:: Task data ::
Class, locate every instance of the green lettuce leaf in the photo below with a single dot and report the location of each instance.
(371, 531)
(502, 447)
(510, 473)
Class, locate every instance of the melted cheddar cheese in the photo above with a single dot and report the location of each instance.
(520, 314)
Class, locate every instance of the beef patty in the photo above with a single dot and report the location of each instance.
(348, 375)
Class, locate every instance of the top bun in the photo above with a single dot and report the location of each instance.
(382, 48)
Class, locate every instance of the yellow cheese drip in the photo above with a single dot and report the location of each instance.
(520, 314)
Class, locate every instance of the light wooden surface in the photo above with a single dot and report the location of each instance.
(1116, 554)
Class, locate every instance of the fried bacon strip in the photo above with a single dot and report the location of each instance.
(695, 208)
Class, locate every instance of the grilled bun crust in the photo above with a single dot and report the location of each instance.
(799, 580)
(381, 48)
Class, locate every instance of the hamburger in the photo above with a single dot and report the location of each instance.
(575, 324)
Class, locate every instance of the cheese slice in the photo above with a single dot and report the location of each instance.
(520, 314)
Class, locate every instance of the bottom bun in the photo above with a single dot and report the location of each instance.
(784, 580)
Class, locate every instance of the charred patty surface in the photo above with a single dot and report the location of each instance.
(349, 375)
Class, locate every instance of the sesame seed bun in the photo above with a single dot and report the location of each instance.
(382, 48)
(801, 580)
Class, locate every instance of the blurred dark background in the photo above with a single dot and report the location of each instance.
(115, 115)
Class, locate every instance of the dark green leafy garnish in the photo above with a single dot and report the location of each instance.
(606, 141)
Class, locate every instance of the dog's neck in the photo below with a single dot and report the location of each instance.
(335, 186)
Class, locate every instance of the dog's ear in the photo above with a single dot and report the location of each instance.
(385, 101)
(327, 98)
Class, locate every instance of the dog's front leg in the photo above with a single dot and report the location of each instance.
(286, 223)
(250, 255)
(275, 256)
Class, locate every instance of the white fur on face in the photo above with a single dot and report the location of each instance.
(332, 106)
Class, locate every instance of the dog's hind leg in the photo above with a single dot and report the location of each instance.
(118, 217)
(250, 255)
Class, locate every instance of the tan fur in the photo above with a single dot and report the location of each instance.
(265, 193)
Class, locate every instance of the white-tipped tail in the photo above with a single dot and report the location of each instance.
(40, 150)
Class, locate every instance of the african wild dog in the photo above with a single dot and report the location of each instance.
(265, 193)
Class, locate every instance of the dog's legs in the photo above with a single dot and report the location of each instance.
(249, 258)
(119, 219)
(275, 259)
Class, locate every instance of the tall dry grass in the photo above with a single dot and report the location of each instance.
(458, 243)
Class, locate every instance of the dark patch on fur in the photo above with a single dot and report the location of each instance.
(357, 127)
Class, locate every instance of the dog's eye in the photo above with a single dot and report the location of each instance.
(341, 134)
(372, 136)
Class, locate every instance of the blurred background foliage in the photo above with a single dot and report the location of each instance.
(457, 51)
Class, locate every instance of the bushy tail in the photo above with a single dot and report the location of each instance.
:::
▸ Task brief:
Arrange every line of the listing above as a numbered list, leaving out any blank lines.

▸ Completed task:
1. Class, locate every instance of the green lettuce leaf in the photo below with a single dot and report the location of each instance.
2. (371, 531)
3. (502, 447)
4. (510, 473)
5. Class, locate every instance of the melted cheddar cheese in the photo above with a single dot and report the location of each instance.
6. (520, 314)
7. Class, locate every instance of the beef patty in the photo above with a single dot and report the location of each instance.
8. (348, 375)
9. Class, locate every instance of the top bun in the photo above with a single dot and report the location of each instance.
10. (382, 48)
11. Class, locate every instance of the yellow cheese drip in the photo above with a single dot and report the location of each instance.
12. (520, 314)
13. Class, locate every instance of the light wooden surface in the photo above with a single dot and report the location of each instance.
14. (1116, 554)
15. Class, locate every instance of the fried bacon strip in the photo above with a single dot and report the location of each instance.
16. (695, 208)
17. Class, locate every instance of the grilled bun crust in the photo above with a single dot and report the location of each instance.
18. (799, 580)
19. (381, 48)
20. Class, locate every instance of the hamburger in the photo above with a single dot and report the location of each instance.
21. (575, 324)
22. Class, locate every instance of the cheese slice in the photo above with a single dot and report the location of each instance.
23. (520, 314)
24. Class, locate every instance of the bottom bun in the photo above with a single dot and report the location of each instance.
25. (784, 580)
26. Class, locate every instance of the charred patty surface in the photo above with a single dot and report the location of each instance.
27. (349, 375)
28. Class, locate every instance of the sesame seed bun in the photo above with a single dot and report the location of each instance.
29. (382, 48)
30. (801, 580)
31. Class, locate every instance of the blurred dark background in the photo above with a single dot and report the location of each instance.
32. (115, 115)
33. Class, locate every instance of the dark green leafy garnish in the photo above with a single dot and report the location of each instance.
34. (606, 141)
35. Class, locate every instance of the dog's neck in the photo below with a single dot and report the location of each instance.
36. (335, 186)
37. Class, locate every instance of the dog's ear in the photo above with a single dot and report the location of each instance.
38. (385, 101)
39. (327, 98)
40. Class, locate every instance of the dog's front leg in the photo above with a single dot and report the location of each instance.
41. (286, 223)
42. (250, 255)
43. (275, 256)
44. Class, locate every instance of the white fur on face in the photo above with a single dot and report the location of each instance.
45. (332, 106)
46. Class, locate every instance of the dog's hind leg in the photo above with a single dot and report the location of each instance.
47. (118, 217)
48. (250, 255)
49. Class, locate every instance of the tan fur in the photo above with a single dot and report the location of each instance.
50. (265, 193)
51. Class, locate every instance of the white-tipped tail in the photo above with a single dot and report the location of each instance.
52. (40, 150)
53. Class, locate every instance of the african wild dog in the photo above with a single dot and report the location of each instance.
54. (265, 193)
55. Class, locate every instance of the dog's legs in the photo above with a single dot and report the location of each instance.
56. (249, 258)
57. (119, 219)
58. (275, 259)
59. Class, locate every instance of the tall dry grass in the photo above with a single dot and report the location of each instance.
60. (458, 243)
61. Class, locate every instance of the dark patch on fur in the photo above with a single dot and report the location of each instance.
62. (357, 127)
63. Class, locate every instance of the dog's eye in the photo above with a single dot and report the location of each instance.
64. (341, 134)
65. (372, 136)
66. Class, locate every instance of the blurred background foliage in the photo above with a single dot and report the location of each instance.
67. (457, 51)
68. Class, locate every instance of the bushy tail in the photo above with a single dot and report the location of each instance.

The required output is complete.